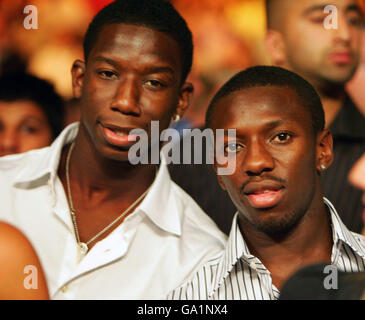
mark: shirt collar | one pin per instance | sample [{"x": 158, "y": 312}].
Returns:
[
  {"x": 237, "y": 249},
  {"x": 160, "y": 205},
  {"x": 340, "y": 233},
  {"x": 49, "y": 162}
]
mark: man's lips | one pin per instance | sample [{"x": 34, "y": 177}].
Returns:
[
  {"x": 341, "y": 57},
  {"x": 119, "y": 136},
  {"x": 265, "y": 194}
]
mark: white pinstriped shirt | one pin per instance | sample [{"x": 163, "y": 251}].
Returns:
[{"x": 238, "y": 275}]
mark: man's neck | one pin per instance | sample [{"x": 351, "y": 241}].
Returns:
[
  {"x": 303, "y": 245},
  {"x": 101, "y": 178},
  {"x": 332, "y": 103}
]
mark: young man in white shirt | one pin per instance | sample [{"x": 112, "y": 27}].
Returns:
[
  {"x": 103, "y": 227},
  {"x": 283, "y": 221}
]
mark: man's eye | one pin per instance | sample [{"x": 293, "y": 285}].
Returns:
[
  {"x": 355, "y": 20},
  {"x": 29, "y": 129},
  {"x": 154, "y": 84},
  {"x": 282, "y": 137},
  {"x": 232, "y": 147},
  {"x": 318, "y": 19},
  {"x": 110, "y": 75}
]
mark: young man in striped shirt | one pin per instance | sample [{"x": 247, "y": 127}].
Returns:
[{"x": 283, "y": 222}]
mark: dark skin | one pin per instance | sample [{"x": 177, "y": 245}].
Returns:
[
  {"x": 277, "y": 151},
  {"x": 132, "y": 76}
]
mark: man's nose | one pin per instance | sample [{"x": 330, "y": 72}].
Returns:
[
  {"x": 127, "y": 98},
  {"x": 344, "y": 28},
  {"x": 257, "y": 159}
]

(Exercise task) Rewrite every item above with "sample" replaced by "example" and everything else left as it is. Leave the pictures out of your answer.

(Response below)
mark: shirt collar | one pin per instance | example [{"x": 158, "y": 312}].
Returns:
[
  {"x": 237, "y": 249},
  {"x": 160, "y": 205},
  {"x": 340, "y": 233},
  {"x": 49, "y": 162}
]
mark: man's lips | one pin per instance | example [{"x": 34, "y": 177}].
Returns:
[
  {"x": 341, "y": 57},
  {"x": 119, "y": 136},
  {"x": 265, "y": 194}
]
mark: white pinstriped shirt | one pin per instance | example [{"x": 163, "y": 251}].
Returns:
[{"x": 238, "y": 275}]
mark: man's neck | one pin per instance | example [{"x": 351, "y": 241}].
Returns:
[
  {"x": 303, "y": 245},
  {"x": 101, "y": 178},
  {"x": 332, "y": 103}
]
mark: young man in white shirt | one pin per instance | example [{"x": 112, "y": 27}].
Returns:
[
  {"x": 103, "y": 227},
  {"x": 283, "y": 221}
]
mark: man's eye | one pin per instance | example [{"x": 293, "y": 285}].
Returns:
[
  {"x": 355, "y": 20},
  {"x": 29, "y": 129},
  {"x": 154, "y": 84},
  {"x": 282, "y": 137},
  {"x": 232, "y": 147},
  {"x": 318, "y": 19},
  {"x": 110, "y": 75}
]
mark: young man in striped shirt | one pin per instance | example [{"x": 247, "y": 127}].
Returns:
[{"x": 283, "y": 222}]
mark: dark skin | one pin per instance | example [{"x": 177, "y": 245}].
Returns:
[
  {"x": 277, "y": 151},
  {"x": 132, "y": 76}
]
mark: man's nose | one pin per instance | example [{"x": 330, "y": 72}].
Returns:
[
  {"x": 127, "y": 98},
  {"x": 344, "y": 28},
  {"x": 257, "y": 159}
]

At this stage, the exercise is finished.